(Natural-language object grounding data)

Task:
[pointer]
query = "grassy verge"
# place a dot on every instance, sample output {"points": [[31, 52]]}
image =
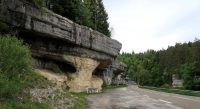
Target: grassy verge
{"points": [[172, 90], [17, 76]]}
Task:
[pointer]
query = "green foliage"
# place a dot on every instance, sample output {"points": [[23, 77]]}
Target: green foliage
{"points": [[166, 86], [90, 13], [153, 68], [191, 81], [16, 75], [8, 89], [4, 28], [15, 58]]}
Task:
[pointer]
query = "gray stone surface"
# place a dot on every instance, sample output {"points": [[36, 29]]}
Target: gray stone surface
{"points": [[43, 21]]}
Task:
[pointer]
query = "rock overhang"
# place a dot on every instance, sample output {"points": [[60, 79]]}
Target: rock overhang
{"points": [[49, 24], [56, 38]]}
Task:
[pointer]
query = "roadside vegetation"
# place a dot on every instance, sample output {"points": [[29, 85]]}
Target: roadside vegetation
{"points": [[17, 75], [156, 68]]}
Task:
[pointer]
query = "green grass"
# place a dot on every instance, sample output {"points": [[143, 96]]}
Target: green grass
{"points": [[17, 75], [172, 90]]}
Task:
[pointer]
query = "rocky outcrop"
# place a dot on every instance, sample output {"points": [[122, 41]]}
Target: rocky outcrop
{"points": [[115, 73], [53, 38]]}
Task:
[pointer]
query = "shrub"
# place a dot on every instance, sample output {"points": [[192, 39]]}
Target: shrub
{"points": [[166, 86], [15, 61], [8, 89], [15, 58]]}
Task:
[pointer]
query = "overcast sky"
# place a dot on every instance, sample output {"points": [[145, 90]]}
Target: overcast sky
{"points": [[153, 24]]}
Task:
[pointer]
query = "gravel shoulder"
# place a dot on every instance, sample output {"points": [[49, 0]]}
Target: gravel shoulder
{"points": [[127, 98]]}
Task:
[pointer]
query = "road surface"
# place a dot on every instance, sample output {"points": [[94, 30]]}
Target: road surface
{"points": [[132, 97]]}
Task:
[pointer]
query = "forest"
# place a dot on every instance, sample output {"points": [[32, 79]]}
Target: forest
{"points": [[89, 13], [156, 68]]}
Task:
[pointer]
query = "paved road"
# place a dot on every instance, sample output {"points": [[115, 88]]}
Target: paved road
{"points": [[133, 97]]}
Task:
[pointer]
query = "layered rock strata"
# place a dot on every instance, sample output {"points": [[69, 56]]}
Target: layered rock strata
{"points": [[53, 38]]}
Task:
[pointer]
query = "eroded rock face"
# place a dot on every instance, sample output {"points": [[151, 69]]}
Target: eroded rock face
{"points": [[83, 79], [55, 38]]}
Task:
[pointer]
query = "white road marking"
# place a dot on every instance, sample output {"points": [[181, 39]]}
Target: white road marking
{"points": [[165, 101], [146, 96], [187, 98]]}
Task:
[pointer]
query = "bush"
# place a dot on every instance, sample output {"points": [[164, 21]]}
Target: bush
{"points": [[8, 89], [15, 61], [166, 86], [15, 58]]}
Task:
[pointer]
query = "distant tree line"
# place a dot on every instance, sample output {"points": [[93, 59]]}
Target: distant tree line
{"points": [[155, 68], [90, 13]]}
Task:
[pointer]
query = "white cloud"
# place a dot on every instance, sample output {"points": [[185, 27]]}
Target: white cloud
{"points": [[153, 24]]}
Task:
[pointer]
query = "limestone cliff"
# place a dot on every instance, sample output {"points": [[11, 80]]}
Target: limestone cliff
{"points": [[55, 39]]}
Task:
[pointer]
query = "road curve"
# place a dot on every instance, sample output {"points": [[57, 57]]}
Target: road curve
{"points": [[132, 97]]}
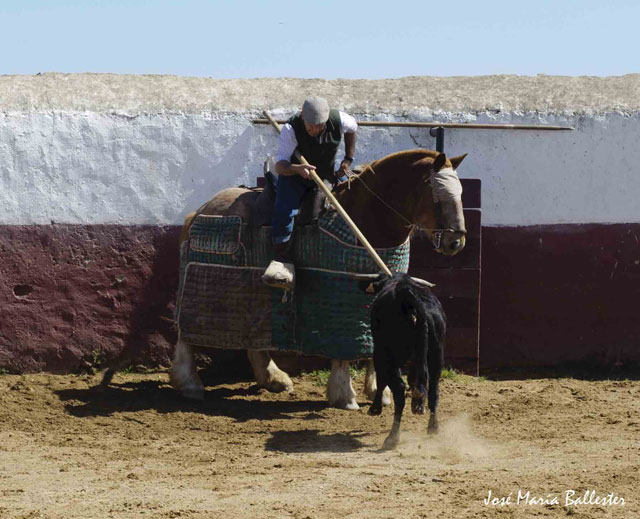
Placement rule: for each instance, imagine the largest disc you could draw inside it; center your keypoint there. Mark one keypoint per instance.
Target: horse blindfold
(446, 185)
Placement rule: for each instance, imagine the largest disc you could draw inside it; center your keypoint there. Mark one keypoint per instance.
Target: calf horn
(423, 282)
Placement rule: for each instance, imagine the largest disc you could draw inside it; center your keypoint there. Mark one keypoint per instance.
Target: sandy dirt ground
(141, 451)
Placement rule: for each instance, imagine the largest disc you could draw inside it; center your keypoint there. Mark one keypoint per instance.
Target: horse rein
(436, 234)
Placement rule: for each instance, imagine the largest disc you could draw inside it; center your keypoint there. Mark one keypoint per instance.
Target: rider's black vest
(319, 151)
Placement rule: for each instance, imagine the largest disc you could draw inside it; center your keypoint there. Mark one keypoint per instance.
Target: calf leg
(398, 389)
(267, 373)
(184, 377)
(418, 390)
(340, 391)
(371, 384)
(435, 370)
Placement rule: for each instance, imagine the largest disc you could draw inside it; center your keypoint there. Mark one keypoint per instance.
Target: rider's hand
(303, 170)
(344, 170)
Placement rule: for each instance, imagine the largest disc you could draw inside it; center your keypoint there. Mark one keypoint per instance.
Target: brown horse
(387, 201)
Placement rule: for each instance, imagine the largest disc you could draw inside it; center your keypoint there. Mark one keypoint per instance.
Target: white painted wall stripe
(104, 168)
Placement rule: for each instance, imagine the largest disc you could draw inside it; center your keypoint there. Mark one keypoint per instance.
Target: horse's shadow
(236, 403)
(312, 440)
(158, 395)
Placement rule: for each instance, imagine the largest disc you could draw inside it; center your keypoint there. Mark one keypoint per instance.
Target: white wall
(93, 167)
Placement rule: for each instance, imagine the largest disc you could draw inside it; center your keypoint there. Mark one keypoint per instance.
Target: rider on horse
(316, 132)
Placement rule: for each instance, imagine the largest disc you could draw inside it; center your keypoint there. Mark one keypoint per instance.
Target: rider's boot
(281, 273)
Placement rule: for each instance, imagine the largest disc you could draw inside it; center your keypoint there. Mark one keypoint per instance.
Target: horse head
(440, 213)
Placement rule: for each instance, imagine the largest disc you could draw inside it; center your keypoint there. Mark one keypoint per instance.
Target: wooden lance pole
(335, 203)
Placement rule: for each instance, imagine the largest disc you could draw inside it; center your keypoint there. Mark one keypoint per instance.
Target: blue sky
(326, 39)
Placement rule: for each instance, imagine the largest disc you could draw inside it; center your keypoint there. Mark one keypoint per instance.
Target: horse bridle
(435, 234)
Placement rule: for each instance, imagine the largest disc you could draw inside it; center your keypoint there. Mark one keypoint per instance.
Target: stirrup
(280, 275)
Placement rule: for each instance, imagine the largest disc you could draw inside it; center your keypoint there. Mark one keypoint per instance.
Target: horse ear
(439, 162)
(455, 161)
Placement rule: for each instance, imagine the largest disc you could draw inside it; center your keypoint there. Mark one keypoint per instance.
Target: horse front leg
(183, 374)
(268, 374)
(340, 391)
(371, 385)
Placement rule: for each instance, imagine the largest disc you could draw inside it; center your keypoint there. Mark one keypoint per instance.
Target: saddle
(312, 206)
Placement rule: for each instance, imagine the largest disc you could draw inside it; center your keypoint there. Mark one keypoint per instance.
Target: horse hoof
(375, 411)
(386, 397)
(417, 406)
(351, 405)
(390, 443)
(279, 384)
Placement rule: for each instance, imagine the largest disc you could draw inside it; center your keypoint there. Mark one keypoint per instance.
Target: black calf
(408, 327)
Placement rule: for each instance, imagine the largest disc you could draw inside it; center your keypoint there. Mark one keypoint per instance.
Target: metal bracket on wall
(438, 133)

# [ACTIVITY]
Restate the records above exactly, less any pictures.

# [ANSWER BOX]
Task:
[pointer]
query = "grassy verge"
# place a dot on every instance, sample output {"points": [[31, 52]]}
image =
Target: grassy verge
{"points": [[172, 90], [17, 76]]}
Task:
[pointer]
query = "green foliage"
# place a dot on every instance, sample output {"points": [[23, 77]]}
Target: green foliage
{"points": [[166, 86], [90, 13], [153, 68], [191, 81], [16, 75], [8, 89], [4, 28], [15, 58]]}
Task:
[pointer]
query = "gray stone surface"
# place a dot on every instance, sample output {"points": [[36, 29]]}
Target: gray stone surface
{"points": [[43, 21]]}
Task:
[pointer]
query = "rock overhang"
# place a dot on every instance, sample output {"points": [[60, 79]]}
Target: rock overhang
{"points": [[49, 24], [56, 38]]}
Task:
[pointer]
query = "roadside vegetation"
# place a dot on every instance, sample output {"points": [[29, 85]]}
Target: roadside vegetation
{"points": [[17, 75], [156, 68]]}
Task:
[pointer]
query = "green grass"
# place a dot on every instance, sample output {"points": [[143, 96]]}
Target: green grass
{"points": [[17, 75], [172, 90]]}
Task:
[pointer]
query = "rocky outcrop"
# place a dot on every instance, sample output {"points": [[122, 41]]}
Target: rocky outcrop
{"points": [[115, 73], [53, 38]]}
Task:
[pointer]
query = "shrub"
# place a dot on every instance, sample output {"points": [[192, 39]]}
Target: shrub
{"points": [[166, 86], [15, 61], [8, 89], [15, 58]]}
Task:
[pointer]
query = "overcast sky"
# place a dot on every instance, sample output {"points": [[145, 90]]}
Target: overcast sky
{"points": [[153, 24]]}
Task:
[pointer]
query = "gravel shoulder"
# place a dot on every instance, sample output {"points": [[49, 0]]}
Target: gravel shoulder
{"points": [[127, 98]]}
Task:
[pointer]
query = "road surface"
# place a dot on every instance, sample output {"points": [[94, 30]]}
Target: road surface
{"points": [[132, 97]]}
Task:
[pointer]
query = "forest"
# place a dot on every instance, sample output {"points": [[32, 79]]}
Target: forest
{"points": [[89, 13], [156, 68]]}
Task:
[pointer]
query = "paved road"
# place a dot on every instance, sample output {"points": [[115, 88]]}
Target: paved road
{"points": [[133, 97]]}
Task:
[pointer]
query = "layered rock strata"
# place a dot on every instance, sample output {"points": [[69, 56]]}
Target: layered rock strata
{"points": [[53, 38]]}
Task:
[pointer]
query = "eroded rock face"
# place a dot on every instance, sample output {"points": [[151, 69]]}
Target: eroded rock face
{"points": [[83, 79], [55, 38]]}
Task:
[pointer]
query = "white road marking"
# place a dot on every instance, sample output {"points": [[181, 39]]}
Target: white road marking
{"points": [[165, 101], [146, 96], [187, 98]]}
Task:
[pointer]
query = "bush"
# place a dot on every instance, sample output {"points": [[164, 21]]}
Target: bush
{"points": [[8, 89], [15, 61], [166, 86], [15, 58]]}
Task:
[pointer]
query = "distant tree line"
# place a dot on every instance, sample output {"points": [[93, 59]]}
Target: distant tree line
{"points": [[155, 68], [90, 13]]}
Task:
[pointer]
query = "white cloud"
# place a dot on every instance, sample output {"points": [[185, 27]]}
Target: white cloud
{"points": [[153, 24]]}
Task:
[pointer]
query = "limestone cliff"
# place a dot on every instance, sample output {"points": [[11, 80]]}
Target: limestone cliff
{"points": [[55, 39]]}
Task:
[pointer]
query = "road curve"
# place a dot on every instance, sample output {"points": [[57, 57]]}
Target: road curve
{"points": [[132, 97]]}
Placement rule: for each instance, imagine the largest disc you could draw inside it; center your keypoint there. Mark one keypoint per instance.
Target: horse blindfold
(446, 185)
Placement rule: for each instance, imagine the largest disc you could draw inside it; center your keypoint there. Mark one keypoint per instance.
Target: calf horn
(423, 282)
Placement rule: for each instance, imagine the largest disc you could draw inside it; center your keypoint there. Mark one keypoint per instance.
Target: sandy dirt ground
(141, 451)
Placement rule: for each instance, imagine the largest disc you could draw inside it; center your keypoint there. Mark one keypoint per instance.
Target: horse rein
(436, 234)
Placement rule: for each instance, imagine the largest disc you could draw inside it; center your keypoint there. Mark one keypoint per instance.
Target: rider's black vest
(319, 151)
Placement rule: for each instance, imagine the largest disc you could draw inside it; center your keypoint there. Mark one keypoint per instance.
Target: calf leg
(398, 389)
(267, 373)
(184, 377)
(418, 390)
(340, 391)
(371, 384)
(435, 370)
Placement rule: for each instance, imagine the largest disc you could draw inside it; center your keypoint there. Mark one keypoint per instance.
Target: rider's hand
(303, 170)
(344, 170)
Placement rule: for each instance, imagine the largest disc you could draw inside it; center your keypoint there. Mark one keypoint per instance.
Target: brown horse
(387, 201)
Placement rule: for each instance, imagine the largest disc you could draw inside it; center your keypoint there. Mark one keypoint per instance.
Target: white painted wall stripe
(104, 168)
Placement rule: for each instance, imagine the largest disc you could draw inside it; center your keypoint there. Mark one keypoint per instance.
Target: horse's shadow
(236, 403)
(312, 440)
(158, 395)
Placement rule: for each instance, imagine the largest disc you could draw inside it; center your keypoint there. Mark one keypoint per instance.
Target: white wall
(93, 167)
Placement rule: for each instance, imagine the largest disc you could draw inside it; center your keypoint there. Mark one keypoint per instance.
Target: rider on horse
(316, 132)
Placement rule: for each instance, imagine the largest disc you could draw inside it; center your keypoint there. Mark one keypoint per instance.
Target: rider's boot
(281, 273)
Placement rule: for each instance, imagine the largest disc you could draw inside it; center your keypoint there. Mark one keypoint per instance.
Target: horse head
(440, 213)
Placement rule: for each instance, imagine the largest disc you could draw inside it; center your keypoint there. Mark one keypoint per instance.
Target: wooden lance pole
(335, 203)
Placement rule: for each instance, imagine the largest disc you could draw inside it; center your keypoint there. Mark one keypoint per instance.
Target: blue sky
(326, 39)
Placement rule: for each instance, imagine the largest disc you could draw inside it; center your keypoint there. Mark one keypoint per instance.
Target: horse bridle
(435, 234)
Placement rule: for each instance, imagine the largest disc you could draw inside it; center your keypoint there. Mark one keypoint per instance.
Target: stirrup
(280, 275)
Placement rule: for each instance, imagine the largest disc you could draw inside it; center your keypoint there. Mark one keypoint per instance.
Target: horse ear
(439, 162)
(455, 161)
Placement rule: for each instance, imagine the largest disc you could draw inside it; center your keypoint there. Mark one keypoint per instance.
Target: horse front leg
(183, 374)
(268, 374)
(340, 391)
(371, 385)
Placement rule: for each instance, imagine the largest disc you could draw inside it; center your keypoint there. Mark one keypoint per instance.
Target: saddle
(312, 206)
Placement rule: for each instance, imagine the largest disc you could draw inside it; center your keypoint there. Mark one keypoint per instance.
Target: horse hoof
(375, 411)
(386, 397)
(417, 406)
(351, 405)
(390, 443)
(279, 384)
Placement rule: for each instance, imagine the largest disc you could draw inside it; center your keypoint there. Mark one keypoint per instance.
Target: black calf
(408, 327)
Placement rule: for each instance, imagine the largest disc you could draw inside it; center your keypoint there. Mark one keypoint per instance.
Target: metal bracket on wall
(438, 133)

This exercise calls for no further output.